WRITTEN PROBLEM A: Please reproduce the rows word for word, starting with the line that contains "In this exercise you will annotate each instance of the grass" and going on through the last of the rows.

"Remember, I am with you always to the end of the age" (Mt 28:20)

Motions or movements

ociones is a word that appears several times in the SpEx of St Ignatius of Loyola. He often combines it with the word interior in order to refer to the inner motions or movements of the soul, in the form of thoughts, feelings, or inclinations that arise during prayer or the retreat. These movements are essential for discernment in the Ignatian spiritual tradition.

St Ignatius distinguishes between two types of inner movements:

Consolation (consolación): These are movements that bring a sense of peace, joy, and closeness to God. Consolation often leads to a greater love for God and others and a deepening of faith and hope.

Desolation (desolación): These movements cause feelings of darkness, anxiety, and separation from God. Desolation can lead to doubt, despair, and a sense of being cut off from God's love.

WRITTEN PROBLEM B: According to the text on motions or movements, in what forms do the inner motions of the soul arise?

RECORDS FOR PROCESSING:
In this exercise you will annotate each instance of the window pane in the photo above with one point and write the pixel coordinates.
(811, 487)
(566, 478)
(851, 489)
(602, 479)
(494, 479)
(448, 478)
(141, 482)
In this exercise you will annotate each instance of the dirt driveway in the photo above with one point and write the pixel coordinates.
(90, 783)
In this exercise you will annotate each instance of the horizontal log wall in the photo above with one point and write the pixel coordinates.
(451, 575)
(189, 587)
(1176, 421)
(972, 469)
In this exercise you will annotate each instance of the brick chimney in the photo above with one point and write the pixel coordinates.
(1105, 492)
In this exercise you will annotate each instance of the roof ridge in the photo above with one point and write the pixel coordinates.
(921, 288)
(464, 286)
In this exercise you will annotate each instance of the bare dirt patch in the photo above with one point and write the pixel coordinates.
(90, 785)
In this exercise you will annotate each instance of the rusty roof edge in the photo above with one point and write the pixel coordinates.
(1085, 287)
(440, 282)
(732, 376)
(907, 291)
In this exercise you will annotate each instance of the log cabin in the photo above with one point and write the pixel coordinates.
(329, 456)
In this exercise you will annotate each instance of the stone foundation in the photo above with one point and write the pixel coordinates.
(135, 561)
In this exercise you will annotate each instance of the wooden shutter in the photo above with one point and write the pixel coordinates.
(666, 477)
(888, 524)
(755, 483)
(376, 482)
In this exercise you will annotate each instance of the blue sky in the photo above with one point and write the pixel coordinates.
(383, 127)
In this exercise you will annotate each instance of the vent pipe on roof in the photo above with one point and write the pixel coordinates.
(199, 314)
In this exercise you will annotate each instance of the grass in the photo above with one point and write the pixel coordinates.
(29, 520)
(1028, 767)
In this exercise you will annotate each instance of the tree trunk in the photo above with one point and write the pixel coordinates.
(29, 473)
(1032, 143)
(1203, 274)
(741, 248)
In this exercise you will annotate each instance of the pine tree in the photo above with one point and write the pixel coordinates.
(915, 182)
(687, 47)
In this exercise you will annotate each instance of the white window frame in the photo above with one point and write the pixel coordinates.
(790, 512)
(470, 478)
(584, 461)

FULL ANSWER A:
In this exercise you will annotate each instance of the grass in the photo above with one point and write the pixel coordinates.
(29, 520)
(1028, 767)
In this exercise you will annotate each instance of the tree trunk in the photo above with one point and write the pixel coordinates.
(29, 473)
(1032, 143)
(1203, 274)
(741, 248)
In this exercise you will annotate each instance of the pine tree in the photo above with one point and write the pixel coordinates.
(915, 182)
(687, 47)
In this exercise you will annotate each instance of the white window frame in the photo above with one point and write the pixel coordinates.
(790, 512)
(470, 478)
(584, 461)

FULL ANSWER B: Thoughts, feelings, and inclinations.